Request 1
Check each statement against the article on building a real-time leaderboard, answering yes or no and quoting the words of the article that decide it: (a) Pratilipi's team handles more than 1.5 billion requests a day. (b) A Kafka event's value can be changed after it is written. (c) A Ksql table would keep every page a user visited.

Page text
++++++++++++++++++++

Building a Real-Time Leaderboard with Kafka Connect and KSQL

Avinash Bhardwaj
Team Pratilipi
Published in
7 min readJul 22, 2020

Pratilipi is the largest Indian language storytelling platform. Pratilipi is currently (July 2020) home to 250,000+ writers and 21M+ monthly active readers across 12 languages. Our team handles 1.5B+ requests per day spread across 40+ microservices with daily ingestion of 50GB data and 100k+ API requests per second. Operating at this scale while providing the best features to our users comes with a lot of difficult technical challenges. One such challenge is to provide real-time statistics to our authors. In this blog, we will lay out the issues and try to solve the core technical problem.

Modeling Mutability by Immutable Events

Kafka by definition has immutable events, i.e. the event can be removed from Kafka but their value can never be changed by any means. Therefore, Kafka can accurately model immutable entities like click-streams, page-views, app-logs, etc. but modeling mutable entities like followers of a user, likes on a post, comments on a post, ratings of an app, state of a user can be a bit tricky. We could use Ksql tables that use compacted Kafka topics behind the scenes to maintain the latest state of any entity. However, for a lot of use-cases, delineated before, only having the final state might not fulfill the requirements. For example, if the requirement was to track a user’s activity on a website, more specifically, what pages the user has visited, Ksql table won’t suffice as it would only store the final website the user visited.

++++++++++++++++++++

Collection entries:
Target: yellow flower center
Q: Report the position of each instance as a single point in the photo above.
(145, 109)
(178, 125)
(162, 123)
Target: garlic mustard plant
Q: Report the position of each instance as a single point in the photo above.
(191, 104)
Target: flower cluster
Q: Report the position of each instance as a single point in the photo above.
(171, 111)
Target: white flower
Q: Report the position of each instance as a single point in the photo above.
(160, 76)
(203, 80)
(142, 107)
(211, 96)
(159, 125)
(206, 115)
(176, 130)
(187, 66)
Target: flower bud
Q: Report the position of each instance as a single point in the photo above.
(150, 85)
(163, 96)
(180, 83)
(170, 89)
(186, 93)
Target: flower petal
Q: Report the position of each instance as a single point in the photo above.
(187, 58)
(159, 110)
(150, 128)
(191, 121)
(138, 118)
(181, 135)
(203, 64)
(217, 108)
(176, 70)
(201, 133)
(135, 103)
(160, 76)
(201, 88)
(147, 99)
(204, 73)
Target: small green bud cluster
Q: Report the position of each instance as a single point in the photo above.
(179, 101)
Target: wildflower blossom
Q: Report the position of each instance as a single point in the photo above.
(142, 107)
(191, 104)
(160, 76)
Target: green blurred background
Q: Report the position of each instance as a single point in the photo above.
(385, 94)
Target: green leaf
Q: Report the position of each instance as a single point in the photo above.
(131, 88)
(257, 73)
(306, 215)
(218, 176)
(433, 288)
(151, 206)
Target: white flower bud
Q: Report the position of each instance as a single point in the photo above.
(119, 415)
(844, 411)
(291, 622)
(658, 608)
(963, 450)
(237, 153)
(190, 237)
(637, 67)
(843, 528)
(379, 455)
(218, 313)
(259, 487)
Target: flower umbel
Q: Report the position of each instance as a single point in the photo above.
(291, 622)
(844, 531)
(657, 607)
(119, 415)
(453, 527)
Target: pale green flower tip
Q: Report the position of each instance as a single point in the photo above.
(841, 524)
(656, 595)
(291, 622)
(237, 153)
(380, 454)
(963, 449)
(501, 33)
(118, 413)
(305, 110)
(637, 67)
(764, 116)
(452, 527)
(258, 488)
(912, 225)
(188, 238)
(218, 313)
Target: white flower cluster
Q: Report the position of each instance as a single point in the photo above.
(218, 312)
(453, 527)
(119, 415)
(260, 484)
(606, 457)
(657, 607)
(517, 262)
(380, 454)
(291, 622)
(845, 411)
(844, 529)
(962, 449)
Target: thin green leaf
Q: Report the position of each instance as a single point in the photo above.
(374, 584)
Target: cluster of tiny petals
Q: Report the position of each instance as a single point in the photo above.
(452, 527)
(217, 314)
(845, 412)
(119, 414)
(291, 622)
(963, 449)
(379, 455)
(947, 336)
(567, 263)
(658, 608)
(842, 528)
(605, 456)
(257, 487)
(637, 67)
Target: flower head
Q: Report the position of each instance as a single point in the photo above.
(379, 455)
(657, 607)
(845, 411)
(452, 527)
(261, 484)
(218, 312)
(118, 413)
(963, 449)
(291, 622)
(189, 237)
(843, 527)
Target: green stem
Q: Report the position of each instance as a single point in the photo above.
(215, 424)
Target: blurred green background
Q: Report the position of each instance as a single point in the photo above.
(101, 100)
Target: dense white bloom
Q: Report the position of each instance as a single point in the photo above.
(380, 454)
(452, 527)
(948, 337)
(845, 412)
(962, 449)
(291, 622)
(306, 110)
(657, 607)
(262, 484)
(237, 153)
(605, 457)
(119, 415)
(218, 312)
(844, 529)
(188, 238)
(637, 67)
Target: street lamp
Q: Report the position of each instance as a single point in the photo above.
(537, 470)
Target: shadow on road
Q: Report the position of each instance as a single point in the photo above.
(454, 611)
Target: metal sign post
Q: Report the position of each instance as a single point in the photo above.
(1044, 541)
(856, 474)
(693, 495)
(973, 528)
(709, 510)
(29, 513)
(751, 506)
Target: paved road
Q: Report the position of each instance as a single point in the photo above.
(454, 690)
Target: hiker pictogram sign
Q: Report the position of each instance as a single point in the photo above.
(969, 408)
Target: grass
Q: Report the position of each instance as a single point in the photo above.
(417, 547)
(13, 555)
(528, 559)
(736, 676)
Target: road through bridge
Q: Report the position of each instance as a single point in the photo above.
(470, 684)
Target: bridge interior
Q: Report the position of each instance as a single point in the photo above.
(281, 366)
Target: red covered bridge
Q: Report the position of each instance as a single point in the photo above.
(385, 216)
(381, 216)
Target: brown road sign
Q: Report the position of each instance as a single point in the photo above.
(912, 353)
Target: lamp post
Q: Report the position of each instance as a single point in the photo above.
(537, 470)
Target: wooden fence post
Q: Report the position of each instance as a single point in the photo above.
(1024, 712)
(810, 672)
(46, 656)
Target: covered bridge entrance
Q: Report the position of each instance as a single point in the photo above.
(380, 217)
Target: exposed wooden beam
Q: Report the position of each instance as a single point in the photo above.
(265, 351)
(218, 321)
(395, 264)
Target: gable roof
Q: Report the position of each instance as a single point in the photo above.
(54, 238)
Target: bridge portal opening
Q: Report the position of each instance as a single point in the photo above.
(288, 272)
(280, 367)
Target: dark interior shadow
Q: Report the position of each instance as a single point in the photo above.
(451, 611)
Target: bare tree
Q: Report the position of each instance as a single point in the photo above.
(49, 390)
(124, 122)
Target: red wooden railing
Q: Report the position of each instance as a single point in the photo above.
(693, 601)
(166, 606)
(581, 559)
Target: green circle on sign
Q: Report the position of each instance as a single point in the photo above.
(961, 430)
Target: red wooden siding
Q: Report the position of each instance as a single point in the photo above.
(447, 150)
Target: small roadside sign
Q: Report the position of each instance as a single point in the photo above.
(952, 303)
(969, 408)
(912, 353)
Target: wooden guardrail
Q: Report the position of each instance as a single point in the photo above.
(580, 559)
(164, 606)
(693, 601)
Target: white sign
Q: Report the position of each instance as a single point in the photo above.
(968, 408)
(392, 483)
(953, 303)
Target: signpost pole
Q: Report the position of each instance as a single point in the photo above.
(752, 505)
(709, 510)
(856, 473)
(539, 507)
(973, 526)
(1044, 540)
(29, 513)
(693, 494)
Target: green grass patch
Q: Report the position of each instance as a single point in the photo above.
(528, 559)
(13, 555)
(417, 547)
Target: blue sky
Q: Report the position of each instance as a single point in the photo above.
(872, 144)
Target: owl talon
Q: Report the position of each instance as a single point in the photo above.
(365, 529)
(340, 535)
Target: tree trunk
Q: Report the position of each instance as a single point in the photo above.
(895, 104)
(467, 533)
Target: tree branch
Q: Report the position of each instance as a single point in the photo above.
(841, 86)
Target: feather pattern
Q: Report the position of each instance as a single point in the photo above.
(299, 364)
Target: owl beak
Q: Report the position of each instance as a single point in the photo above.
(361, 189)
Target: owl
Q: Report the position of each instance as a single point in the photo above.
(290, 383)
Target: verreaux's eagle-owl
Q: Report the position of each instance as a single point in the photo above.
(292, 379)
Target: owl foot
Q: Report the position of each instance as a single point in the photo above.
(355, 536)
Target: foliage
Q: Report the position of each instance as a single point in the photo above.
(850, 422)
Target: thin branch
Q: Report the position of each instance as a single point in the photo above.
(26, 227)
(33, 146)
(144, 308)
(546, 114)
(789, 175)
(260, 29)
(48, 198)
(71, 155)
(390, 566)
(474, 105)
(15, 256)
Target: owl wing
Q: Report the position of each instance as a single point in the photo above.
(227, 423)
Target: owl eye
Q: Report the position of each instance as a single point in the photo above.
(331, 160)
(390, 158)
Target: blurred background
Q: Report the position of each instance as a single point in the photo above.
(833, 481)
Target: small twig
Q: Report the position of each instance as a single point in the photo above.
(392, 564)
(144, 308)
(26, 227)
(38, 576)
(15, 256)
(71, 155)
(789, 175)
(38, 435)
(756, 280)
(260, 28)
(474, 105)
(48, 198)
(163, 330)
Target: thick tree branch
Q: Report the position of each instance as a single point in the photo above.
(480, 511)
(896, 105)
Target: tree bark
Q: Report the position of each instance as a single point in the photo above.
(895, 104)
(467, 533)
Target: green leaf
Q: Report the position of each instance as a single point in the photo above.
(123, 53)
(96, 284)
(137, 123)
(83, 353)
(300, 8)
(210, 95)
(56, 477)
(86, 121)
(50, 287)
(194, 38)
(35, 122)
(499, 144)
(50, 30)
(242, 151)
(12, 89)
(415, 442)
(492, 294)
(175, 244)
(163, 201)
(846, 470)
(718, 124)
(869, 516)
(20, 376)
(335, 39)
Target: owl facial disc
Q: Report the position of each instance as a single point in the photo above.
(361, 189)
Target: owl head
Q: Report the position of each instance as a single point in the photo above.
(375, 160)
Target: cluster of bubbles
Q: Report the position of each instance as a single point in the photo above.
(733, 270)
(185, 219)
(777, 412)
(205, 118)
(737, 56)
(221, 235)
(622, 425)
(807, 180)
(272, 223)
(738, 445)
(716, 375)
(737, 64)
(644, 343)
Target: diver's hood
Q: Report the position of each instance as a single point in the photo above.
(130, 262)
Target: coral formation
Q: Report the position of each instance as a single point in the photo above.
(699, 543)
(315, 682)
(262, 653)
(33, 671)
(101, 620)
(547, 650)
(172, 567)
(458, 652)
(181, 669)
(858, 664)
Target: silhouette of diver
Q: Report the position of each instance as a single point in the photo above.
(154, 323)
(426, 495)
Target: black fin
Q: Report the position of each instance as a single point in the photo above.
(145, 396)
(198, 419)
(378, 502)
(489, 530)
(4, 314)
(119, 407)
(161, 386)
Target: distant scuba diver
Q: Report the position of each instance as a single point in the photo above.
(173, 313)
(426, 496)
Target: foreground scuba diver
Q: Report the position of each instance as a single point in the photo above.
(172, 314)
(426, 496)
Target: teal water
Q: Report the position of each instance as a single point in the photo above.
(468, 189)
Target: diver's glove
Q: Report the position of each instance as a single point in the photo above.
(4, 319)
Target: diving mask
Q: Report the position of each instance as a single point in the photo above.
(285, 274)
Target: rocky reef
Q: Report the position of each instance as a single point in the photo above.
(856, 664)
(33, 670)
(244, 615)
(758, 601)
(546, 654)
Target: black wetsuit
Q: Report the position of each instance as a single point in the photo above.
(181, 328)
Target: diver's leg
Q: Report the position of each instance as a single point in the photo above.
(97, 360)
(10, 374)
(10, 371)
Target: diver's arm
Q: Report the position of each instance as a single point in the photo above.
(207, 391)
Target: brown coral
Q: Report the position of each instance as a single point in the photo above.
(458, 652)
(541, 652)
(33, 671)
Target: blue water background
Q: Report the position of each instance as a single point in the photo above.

++++++++++++++++++++

Request 2
Recast the records as a JSON list of strings, one string per line and no blank lines, starting with the line that contains "Target: blue water background" and going on through the end of the records.

Task solution 1
(a) Yes: "Our team handles 1.5B+ requests per day spread across 40+ microservices"
(b) No: "the event can be removed from Kafka but their value can never be changed by any means"
(c) No: "Ksql table won’t suffice as it would only store the final website the user visited"

Task solution 2
[
  "Target: blue water background",
  "Q: Report the position of each instance as a single point in the photo above."
]